*** DOCUMENT EXCERPT ***

The Path to Establish URTCs
Medicine is not a science for science’s sake: the aim of making any new findings is that they should reach patients in the form of new treatments and medicines – and as fast as possible. What drives this process – its motor, so to speak – is translation: in other words, interdisciplinary collaboration between research and clinical practice.
However, close ties between subjects and researchers would not, of themselves, be enough for optimum translation. What are also needed are the relevant structures which support, consolidate and advance the process. Within university medicine in Germany – which is organised at most locations in accordance with the “cooperation model” (in which universities have responsibility for research and teaching, and university hospitals for patient care) – such fixed structures take on a particular importance.
In 2018 the Faculty of Medicine at Münster started a process of selection and decision-making, the end of which is designed to be new centre-structures which will be run in cooperation with Münster University Hospital and will, above all, be innovative. The aim behind these University Research and Treatment Centres (URTCs for short) is to implement the research and treatment profile – and thereby the aim of translation – which the Faculty of Medicine and Münster University Hospital have.

*** DATA SECTION ***

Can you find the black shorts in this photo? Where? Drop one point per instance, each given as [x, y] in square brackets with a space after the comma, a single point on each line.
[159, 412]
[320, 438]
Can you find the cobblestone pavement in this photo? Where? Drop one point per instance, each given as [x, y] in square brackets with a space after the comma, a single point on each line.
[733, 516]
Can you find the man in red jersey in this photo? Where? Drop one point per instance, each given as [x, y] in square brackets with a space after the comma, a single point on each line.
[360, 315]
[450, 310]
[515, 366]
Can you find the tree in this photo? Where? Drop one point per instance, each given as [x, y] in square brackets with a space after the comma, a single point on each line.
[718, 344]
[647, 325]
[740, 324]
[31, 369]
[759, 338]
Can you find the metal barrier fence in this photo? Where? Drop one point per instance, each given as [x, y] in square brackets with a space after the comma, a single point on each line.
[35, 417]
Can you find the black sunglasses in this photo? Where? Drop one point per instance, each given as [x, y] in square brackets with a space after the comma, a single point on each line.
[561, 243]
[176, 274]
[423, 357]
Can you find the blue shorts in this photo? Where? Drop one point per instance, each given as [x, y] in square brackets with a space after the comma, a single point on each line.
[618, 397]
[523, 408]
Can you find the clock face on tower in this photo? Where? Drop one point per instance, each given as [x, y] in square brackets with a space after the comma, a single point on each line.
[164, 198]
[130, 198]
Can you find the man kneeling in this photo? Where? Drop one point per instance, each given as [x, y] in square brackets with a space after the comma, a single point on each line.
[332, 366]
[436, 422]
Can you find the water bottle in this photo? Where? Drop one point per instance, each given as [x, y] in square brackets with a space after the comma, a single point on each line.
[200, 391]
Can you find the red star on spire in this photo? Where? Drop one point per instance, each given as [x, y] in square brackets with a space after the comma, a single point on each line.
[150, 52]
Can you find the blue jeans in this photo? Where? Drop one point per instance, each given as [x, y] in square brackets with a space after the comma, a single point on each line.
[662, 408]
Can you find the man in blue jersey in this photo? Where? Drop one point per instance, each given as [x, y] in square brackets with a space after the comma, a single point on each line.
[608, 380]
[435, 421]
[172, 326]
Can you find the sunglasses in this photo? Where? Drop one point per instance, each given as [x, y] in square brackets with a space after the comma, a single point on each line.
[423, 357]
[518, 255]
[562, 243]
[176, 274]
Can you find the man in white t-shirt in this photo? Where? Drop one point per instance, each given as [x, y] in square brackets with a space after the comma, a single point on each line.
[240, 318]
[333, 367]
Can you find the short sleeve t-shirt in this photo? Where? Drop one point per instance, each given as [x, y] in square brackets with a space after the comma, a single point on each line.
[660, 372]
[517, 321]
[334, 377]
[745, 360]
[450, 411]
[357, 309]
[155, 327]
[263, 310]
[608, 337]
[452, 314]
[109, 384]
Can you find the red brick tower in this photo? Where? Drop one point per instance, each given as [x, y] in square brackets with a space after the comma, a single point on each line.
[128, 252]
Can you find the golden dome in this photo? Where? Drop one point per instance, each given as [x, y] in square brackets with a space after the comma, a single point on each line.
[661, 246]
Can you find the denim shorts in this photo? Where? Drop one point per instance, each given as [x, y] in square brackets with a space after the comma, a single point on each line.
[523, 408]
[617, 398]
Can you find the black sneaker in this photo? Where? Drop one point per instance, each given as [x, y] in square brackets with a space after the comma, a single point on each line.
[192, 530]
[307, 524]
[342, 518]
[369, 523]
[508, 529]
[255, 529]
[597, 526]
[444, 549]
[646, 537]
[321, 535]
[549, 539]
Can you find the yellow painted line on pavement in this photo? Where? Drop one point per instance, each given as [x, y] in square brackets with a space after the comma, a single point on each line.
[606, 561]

***
*** DATA SECTION ***

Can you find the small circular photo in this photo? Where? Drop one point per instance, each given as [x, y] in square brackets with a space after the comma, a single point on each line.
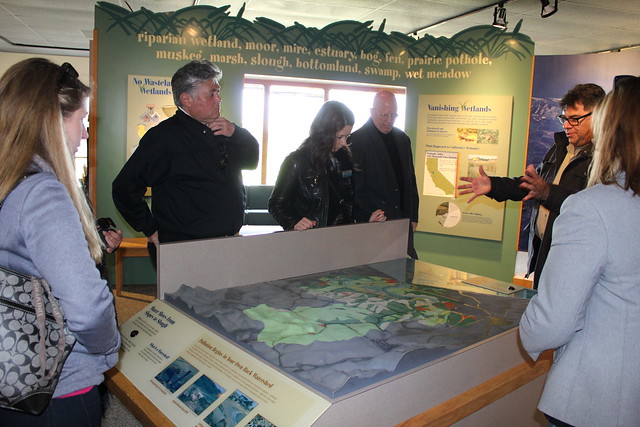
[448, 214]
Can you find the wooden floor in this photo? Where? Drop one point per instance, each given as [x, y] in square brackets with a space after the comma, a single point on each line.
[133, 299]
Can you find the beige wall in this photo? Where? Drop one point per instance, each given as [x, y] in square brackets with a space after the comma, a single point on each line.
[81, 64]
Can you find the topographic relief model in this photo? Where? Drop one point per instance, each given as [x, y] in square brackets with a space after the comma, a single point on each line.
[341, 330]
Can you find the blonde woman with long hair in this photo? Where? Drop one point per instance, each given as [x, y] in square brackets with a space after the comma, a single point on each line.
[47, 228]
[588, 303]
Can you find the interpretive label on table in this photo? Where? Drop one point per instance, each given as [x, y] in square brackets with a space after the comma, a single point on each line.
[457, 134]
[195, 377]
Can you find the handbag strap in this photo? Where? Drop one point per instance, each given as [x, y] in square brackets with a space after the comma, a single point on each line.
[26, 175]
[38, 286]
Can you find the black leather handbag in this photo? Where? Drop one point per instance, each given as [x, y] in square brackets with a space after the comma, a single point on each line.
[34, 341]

***

TASK INSTRUCTIONS.
• a. Decide whether each statement below agrees with the URTC passage. Answer yes or no for each, and quote the words from the passage that settle it.
(i) The Faculty of Medicine at Münster began its process of selection and decision-making in 2018.
(ii) Under the cooperation model, university hospitals are responsible for research and teaching.
(iii) Close ties between subjects and researchers are enough on their own for optimum translation.
• b. Answer these questions from the URTC passage:
(i) What does the passage name as the motor that drives the process of getting new findings to patients?
(ii) Under the cooperation model, what are university hospitals responsible for?
(iii) What is the full name behind the abbreviation URTCs?

ANSWERS BY ITEM NUMBER.
• a.
(i) Yes: "In 2018 the Faculty of Medicine at Münster started a process of selection and decision-making"
(ii) No: "universities have responsibility for research and teaching, and university hospitals for patient care"
(iii) No: "close ties between subjects and researchers would not, of themselves, be enough for optimum translation"

• b.
(i) Translation, meaning interdisciplinary collaboration between research and clinical practice.
(ii) Patient care.
(iii) University Research and Treatment Centres.